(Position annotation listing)
§ §
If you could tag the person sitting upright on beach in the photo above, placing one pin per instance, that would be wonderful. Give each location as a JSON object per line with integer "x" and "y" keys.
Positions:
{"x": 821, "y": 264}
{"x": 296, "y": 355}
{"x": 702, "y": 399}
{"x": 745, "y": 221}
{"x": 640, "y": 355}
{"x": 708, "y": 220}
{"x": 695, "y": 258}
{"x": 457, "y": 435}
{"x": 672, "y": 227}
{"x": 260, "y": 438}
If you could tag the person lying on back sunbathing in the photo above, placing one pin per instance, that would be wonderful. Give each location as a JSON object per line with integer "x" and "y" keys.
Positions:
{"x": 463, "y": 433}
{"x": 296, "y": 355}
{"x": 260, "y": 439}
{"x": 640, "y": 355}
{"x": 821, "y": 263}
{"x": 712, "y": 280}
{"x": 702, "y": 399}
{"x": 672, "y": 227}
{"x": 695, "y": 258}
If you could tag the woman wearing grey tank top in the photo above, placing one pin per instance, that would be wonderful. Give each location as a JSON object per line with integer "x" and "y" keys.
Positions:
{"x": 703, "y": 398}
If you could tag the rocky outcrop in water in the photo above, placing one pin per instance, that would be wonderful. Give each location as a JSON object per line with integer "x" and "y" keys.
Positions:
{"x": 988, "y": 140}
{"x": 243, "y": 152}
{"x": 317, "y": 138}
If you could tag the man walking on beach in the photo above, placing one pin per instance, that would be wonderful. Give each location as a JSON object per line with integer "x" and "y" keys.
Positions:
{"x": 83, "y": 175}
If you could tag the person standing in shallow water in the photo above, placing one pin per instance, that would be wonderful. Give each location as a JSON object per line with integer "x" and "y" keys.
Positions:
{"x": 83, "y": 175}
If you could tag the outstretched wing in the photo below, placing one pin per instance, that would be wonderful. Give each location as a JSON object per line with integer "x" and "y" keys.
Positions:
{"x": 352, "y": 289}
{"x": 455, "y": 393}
§ §
> [TASK TO CARRY OUT]: Rewrite everything from the line containing "If you could tag the outstretched" down to the end of the listing, keeping the request text as is but shifting every x and y coordinate in the answers up by 51.

> [ANSWER TO THE TASK]:
If you could tag the outstretched wing in the photo below, placing one pin per instance, that would be wonderful. Give each location as a JSON object per line with integer "x" and "y" keys.
Positions:
{"x": 403, "y": 340}
{"x": 506, "y": 444}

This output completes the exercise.